WORK INSTRUCTION: Word for word, set down the entries below.

##### DATA SUPPLIED #####

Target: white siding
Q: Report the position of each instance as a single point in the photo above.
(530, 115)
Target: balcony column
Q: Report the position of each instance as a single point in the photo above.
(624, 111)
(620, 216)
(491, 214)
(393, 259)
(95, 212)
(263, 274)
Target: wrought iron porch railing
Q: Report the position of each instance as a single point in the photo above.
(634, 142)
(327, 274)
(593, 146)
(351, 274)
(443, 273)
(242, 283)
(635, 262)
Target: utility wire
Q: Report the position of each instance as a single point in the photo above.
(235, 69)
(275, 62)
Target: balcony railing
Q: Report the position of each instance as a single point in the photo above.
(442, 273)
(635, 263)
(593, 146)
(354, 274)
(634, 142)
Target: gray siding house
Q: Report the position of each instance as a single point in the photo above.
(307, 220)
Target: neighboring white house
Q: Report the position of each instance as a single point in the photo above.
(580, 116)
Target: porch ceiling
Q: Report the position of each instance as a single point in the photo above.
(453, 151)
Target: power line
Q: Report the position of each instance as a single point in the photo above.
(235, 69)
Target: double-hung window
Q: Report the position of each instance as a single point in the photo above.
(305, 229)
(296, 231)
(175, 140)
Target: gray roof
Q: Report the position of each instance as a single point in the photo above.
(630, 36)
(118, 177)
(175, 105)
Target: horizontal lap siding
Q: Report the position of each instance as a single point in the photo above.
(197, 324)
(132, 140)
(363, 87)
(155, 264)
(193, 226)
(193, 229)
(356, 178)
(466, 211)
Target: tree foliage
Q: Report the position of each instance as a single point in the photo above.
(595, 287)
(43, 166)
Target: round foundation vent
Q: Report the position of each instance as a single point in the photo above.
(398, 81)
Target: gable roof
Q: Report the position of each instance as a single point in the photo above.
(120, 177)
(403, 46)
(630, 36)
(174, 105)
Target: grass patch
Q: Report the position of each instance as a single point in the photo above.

#####

ANSWER SECTION:
Target: white siding
Q: Report the position of each instance as a single point in the photo above.
(530, 115)
Target: balcony column
Q: Report the position of each instance as a single point in the photo above.
(624, 111)
(620, 216)
(491, 214)
(393, 259)
(95, 212)
(263, 274)
Target: wrought iron porch railing
Q: Report the position of each instance as a single point in the photo above.
(634, 142)
(327, 274)
(593, 146)
(351, 274)
(443, 273)
(242, 283)
(635, 262)
Target: utility wire
Q: Report the position of each instance as a single point in the photo above.
(235, 69)
(275, 62)
Target: balcony railing
Q: Report the position of each instance as a single point in the photo above.
(442, 273)
(635, 263)
(593, 146)
(354, 274)
(634, 142)
Target: gray siding house
Q: Report the position of each instance as a single point in the photo above.
(307, 220)
Target: neighboring white house
Q: Report the position of each instance as a single point in the photo above.
(580, 116)
Target: porch ceiling
Q: Report the position of each instance as a single point in the photo above.
(453, 151)
Target: power line
Q: Report the position of each instance as a single point in the photo above.
(235, 69)
Target: double-hung window
Q: Report the position of each instance as a single point in the photo above.
(305, 229)
(296, 231)
(175, 140)
Target: gray roof
Q: Report the position of each instance as a single point in the photo above.
(630, 36)
(118, 177)
(175, 105)
Target: horizontal lap siding
Q: Report the position of each instance as a single point in the photo above.
(197, 324)
(132, 140)
(363, 87)
(155, 264)
(193, 226)
(193, 229)
(356, 178)
(466, 211)
Target: tree foliage
Q: Report the position of each instance as a single point in the photo above.
(595, 287)
(43, 166)
Target: round foundation vent
Q: Report the position of each instance as a single point in the photo above.
(398, 81)
Target: gable roof
Q: Report the position of each instance as a single point in the photo above.
(120, 177)
(403, 46)
(630, 36)
(174, 105)
Target: grass patch
Q: Report the position of each instance as a single point in the photo above.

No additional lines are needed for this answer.